The plan was to seize and exchange him for  jailed Sandinista revolutionaries, but he put up a struggle so they had to slit his throat, wrap his body in a Sandinista flag and announce his execution to a shocked dictatorship. The hunt for her was in vain because she had left for the jungle with the revolutionaries. The next time she was seen was on the pages of the  opposition newspaper, La Prensa, where she was in military fatigue carrying an  AK-47 assault rifle.

About ten years later, she said of the elimination of General Vega “Sometimes people ask me why I don’t have any guilty feelings in regard to “the dog.” They want to know how I could do something so fierce without feeling guilty. I believe I don’t feel guilty for three reasons. First, we were supposed to kidnap him, not kill him. Second, I wasn’t there  at the moment of his death.

» Task list:
A – Reproduce the portion of the passage about General Vega's killing that runs from "The plan was" up to and including "of his death.".
B – In the passage about General Vega's killing, what is the name of the opposition newspaper?
C – Write the next part of the passage about General Vega's killing, picking up after its final sentence.

» Entries shown:

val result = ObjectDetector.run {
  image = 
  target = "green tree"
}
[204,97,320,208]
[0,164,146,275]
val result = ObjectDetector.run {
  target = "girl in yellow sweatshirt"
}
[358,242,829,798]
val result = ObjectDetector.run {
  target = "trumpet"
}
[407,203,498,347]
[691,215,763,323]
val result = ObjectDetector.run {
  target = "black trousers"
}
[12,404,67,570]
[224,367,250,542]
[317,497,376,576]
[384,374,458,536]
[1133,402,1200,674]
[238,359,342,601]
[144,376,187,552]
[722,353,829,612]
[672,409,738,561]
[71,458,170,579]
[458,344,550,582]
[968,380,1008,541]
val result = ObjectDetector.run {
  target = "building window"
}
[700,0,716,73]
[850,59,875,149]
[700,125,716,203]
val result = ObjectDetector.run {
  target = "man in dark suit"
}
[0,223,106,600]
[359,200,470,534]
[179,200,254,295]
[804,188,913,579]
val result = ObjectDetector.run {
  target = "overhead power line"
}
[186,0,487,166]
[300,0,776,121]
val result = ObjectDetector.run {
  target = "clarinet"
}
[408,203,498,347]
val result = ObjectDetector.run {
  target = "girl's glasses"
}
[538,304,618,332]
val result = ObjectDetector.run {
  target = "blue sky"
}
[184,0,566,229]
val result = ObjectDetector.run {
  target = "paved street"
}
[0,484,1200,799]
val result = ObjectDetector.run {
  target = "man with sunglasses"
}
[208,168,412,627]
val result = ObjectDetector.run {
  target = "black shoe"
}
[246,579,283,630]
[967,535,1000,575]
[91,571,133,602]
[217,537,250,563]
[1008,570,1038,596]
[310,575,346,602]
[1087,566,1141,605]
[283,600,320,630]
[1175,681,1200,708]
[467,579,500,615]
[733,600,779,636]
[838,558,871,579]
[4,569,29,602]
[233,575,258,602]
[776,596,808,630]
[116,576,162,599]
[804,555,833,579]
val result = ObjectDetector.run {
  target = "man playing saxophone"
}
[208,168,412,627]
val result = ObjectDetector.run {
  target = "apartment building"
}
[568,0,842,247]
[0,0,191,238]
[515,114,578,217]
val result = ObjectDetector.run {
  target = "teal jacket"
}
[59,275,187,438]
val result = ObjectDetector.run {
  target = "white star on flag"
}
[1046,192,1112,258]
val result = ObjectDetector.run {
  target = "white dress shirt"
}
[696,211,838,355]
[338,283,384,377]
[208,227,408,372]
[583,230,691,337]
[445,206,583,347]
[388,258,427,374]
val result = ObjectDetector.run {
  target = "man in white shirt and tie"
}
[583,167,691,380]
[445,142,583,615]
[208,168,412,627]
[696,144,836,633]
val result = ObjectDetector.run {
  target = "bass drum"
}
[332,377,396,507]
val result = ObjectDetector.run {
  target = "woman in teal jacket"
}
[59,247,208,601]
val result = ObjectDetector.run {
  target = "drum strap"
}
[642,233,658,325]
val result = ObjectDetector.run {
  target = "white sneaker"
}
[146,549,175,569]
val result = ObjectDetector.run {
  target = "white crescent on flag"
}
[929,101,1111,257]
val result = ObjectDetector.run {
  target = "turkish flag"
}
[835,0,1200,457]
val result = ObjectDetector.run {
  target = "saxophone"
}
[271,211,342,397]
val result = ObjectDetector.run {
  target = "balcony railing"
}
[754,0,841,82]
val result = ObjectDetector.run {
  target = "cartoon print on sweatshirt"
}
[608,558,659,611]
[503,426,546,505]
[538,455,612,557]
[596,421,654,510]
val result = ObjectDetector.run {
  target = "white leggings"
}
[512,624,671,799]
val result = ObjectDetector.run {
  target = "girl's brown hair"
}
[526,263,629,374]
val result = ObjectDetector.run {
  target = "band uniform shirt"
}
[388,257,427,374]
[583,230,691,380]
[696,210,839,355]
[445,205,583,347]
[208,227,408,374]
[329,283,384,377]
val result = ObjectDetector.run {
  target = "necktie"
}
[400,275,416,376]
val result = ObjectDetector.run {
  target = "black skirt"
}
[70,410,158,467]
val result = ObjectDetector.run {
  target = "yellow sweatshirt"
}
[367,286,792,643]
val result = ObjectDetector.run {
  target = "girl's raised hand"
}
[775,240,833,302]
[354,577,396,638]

» Answers for each item:
A –
The plan was to seize and exchange him for  jailed Sandinista revolutionaries, but he put up a struggle so they had to slit his throat, wrap his body in a Sandinista flag and announce his execution to a shocked dictatorship. The hunt for her was in vain because she had left for the jungle with the revolutionaries. The next time she was seen was on the pages of the  opposition newspaper, La Prensa, where she was in military fatigue carrying an  AK-47 assault rifle.

About ten years later, she said of the elimination of General Vega “Sometimes people ask me why I don’t have any guilty feelings in regard to “the dog.” They want to know how I could do something so fierce without feeling guilty. I believe I don’t feel guilty for three reasons. First, we were supposed to kidnap him, not kill him. Second, I wasn’t there  at the moment of his death.

B – La Prensa

C –
And third, he represented repression. He was practically Somoza’s second in command, the one who conducted all those murderous operations in the north, the one who massacred so many in Masaya (City in Western Nicaragua). He really was a monster. I understood his death as part of the liberation struggle.“

After taking most of the country,  the Sandinistas on July 17, 1979,  took the capital,Managua. Astorga was appointed Vice Minister of Justice and   oversaw the trials of some 7,500 members of the dreaded Somoza National Guard. General Somoza fled to Asuncion, Paraguay where in 1980, Paraguayan revolutionaries blew up his car with a bazooka and machine gunned him. He had 25 bullet holes in his body. The attackers said  the assassination was their gift to the Nicaraguan Revolution.

In 1984,  Astorga was appointed Nicaraguan Ambassador to the United States. The  Reagan administration rejected her nomination for her role in the execution of General Vega. In a deft move, the  Nicaraguan Government in 1984 appointed her its Deputy Permanent Representative to the United Nations in New York. The Americans had to issue her a visa and tolerate her living on American soil. Two years later, she became the substantive Nicaraguan  Permanent Representative in the UN.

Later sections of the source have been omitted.